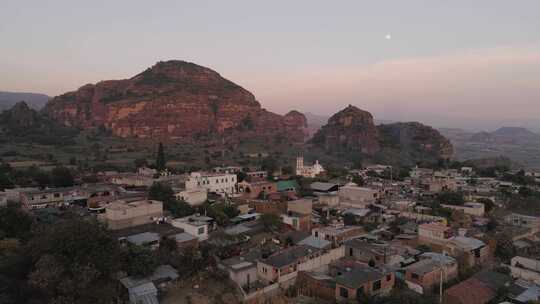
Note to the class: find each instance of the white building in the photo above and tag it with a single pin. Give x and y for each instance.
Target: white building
(471, 208)
(193, 197)
(308, 171)
(355, 196)
(525, 268)
(221, 183)
(199, 229)
(3, 199)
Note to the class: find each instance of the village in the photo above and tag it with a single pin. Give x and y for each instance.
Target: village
(427, 236)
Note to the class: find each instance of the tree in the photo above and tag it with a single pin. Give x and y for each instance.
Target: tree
(423, 248)
(488, 204)
(140, 261)
(76, 261)
(5, 181)
(451, 198)
(140, 162)
(269, 164)
(164, 193)
(505, 248)
(349, 219)
(271, 222)
(525, 191)
(160, 159)
(14, 222)
(61, 177)
(161, 192)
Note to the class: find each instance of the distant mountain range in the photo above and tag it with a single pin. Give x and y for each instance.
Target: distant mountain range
(520, 144)
(316, 121)
(35, 101)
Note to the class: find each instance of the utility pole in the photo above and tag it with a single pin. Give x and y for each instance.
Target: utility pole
(440, 283)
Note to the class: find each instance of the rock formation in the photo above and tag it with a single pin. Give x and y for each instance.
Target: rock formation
(353, 131)
(23, 124)
(173, 100)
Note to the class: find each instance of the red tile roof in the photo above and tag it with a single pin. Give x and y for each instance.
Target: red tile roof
(471, 291)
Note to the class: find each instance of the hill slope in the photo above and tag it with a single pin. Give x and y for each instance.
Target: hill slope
(353, 132)
(23, 124)
(173, 100)
(33, 100)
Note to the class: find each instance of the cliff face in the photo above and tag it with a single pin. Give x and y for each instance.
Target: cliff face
(171, 100)
(23, 124)
(416, 142)
(353, 130)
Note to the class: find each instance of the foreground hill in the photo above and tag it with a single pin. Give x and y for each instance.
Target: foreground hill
(507, 135)
(23, 124)
(33, 100)
(173, 100)
(519, 144)
(352, 131)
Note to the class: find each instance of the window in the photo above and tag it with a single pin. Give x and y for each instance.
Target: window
(343, 292)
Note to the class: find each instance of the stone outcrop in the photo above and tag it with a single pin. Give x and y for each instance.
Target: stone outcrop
(352, 130)
(173, 100)
(23, 124)
(418, 141)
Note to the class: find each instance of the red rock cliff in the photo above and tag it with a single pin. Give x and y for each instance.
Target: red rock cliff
(173, 100)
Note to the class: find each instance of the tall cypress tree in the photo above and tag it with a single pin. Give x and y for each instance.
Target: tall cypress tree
(160, 159)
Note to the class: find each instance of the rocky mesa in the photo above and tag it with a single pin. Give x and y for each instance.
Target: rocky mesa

● Task requirements:
Copy out every item above verbatim, omitting the pictures.

● Result of the task:
Note to the class: find each instance of the white building in the photo above and tag it with a single pin. Give x and y for each instance.
Target: white building
(471, 208)
(193, 197)
(308, 171)
(355, 196)
(525, 268)
(221, 183)
(199, 229)
(3, 199)
Note to the class: find each instance of the village in the photo above and tag it with a single pin. Give x and y for each instance.
Target: village
(427, 236)
Note to the class: find each instance of the tree in the photo above and tag it with a single pin. Give x and y for each instance.
Target: tree
(423, 248)
(488, 204)
(140, 261)
(76, 261)
(5, 181)
(451, 198)
(140, 162)
(269, 164)
(164, 193)
(505, 248)
(349, 219)
(271, 222)
(525, 191)
(160, 159)
(14, 222)
(61, 177)
(161, 192)
Note to the class: find each instance of the distant mountain range in the photo above and tag it with a single pin. Give x and y for each instance.
Target: distant mountain range
(520, 144)
(316, 121)
(35, 101)
Note to the class: find each instance of the utility pole in the photo above and tag it with a single pin. Give x and y for each instance.
Target: utility pole
(440, 283)
Note to the class: find each instance of the rock formation in the photo above and tag it with a single pin. Give x and y for each instance.
Target: rock formation
(353, 131)
(23, 124)
(173, 100)
Note to the class: find each instance of the red tile roof in the photo above and tag it with a single pin. Give x and y for each instance.
Target: red tile roof
(471, 291)
Note to the class: find each instance of the hill slope in the photo above and tag it with a single pin. Give x and y for each instance.
Target: hill slope
(353, 132)
(23, 124)
(173, 100)
(33, 100)
Note to the class: find each instance of the cliff face in the photo above and tag it with a single pin. Give x and y for each instance.
Target: cliff face
(171, 100)
(23, 124)
(416, 142)
(353, 130)
Note to the class: find each instance of the foreground hill in the photo above and tag it with a single pin. Give x and y for each instance.
Target: foreground hill
(507, 135)
(23, 124)
(33, 100)
(173, 100)
(519, 144)
(352, 131)
Note to the class: find each instance of the window in the photo above and tag it with a single pin. Give x and y for each instance.
Target: window
(343, 292)
Note to the class: find each instance of the stone outcrop in the photo above and tag it with a single pin. Give x and y for each instance.
Target: stone outcrop
(352, 130)
(173, 100)
(23, 124)
(418, 141)
Note to the class: find each instance of the red rock cliff in the photo above and tag it with a single pin. Give x and y for each instance.
Target: red rock cliff
(173, 100)
Note to the class: find each instance of the tall cypress tree in the photo above and tag it with a single pin. Give x and y for each instance.
Target: tall cypress tree
(160, 159)
Note to the class: find each instance of the rocky mesa in the photo above and tag it with a single pin. Give x and y for each instance.
Target: rocky mesa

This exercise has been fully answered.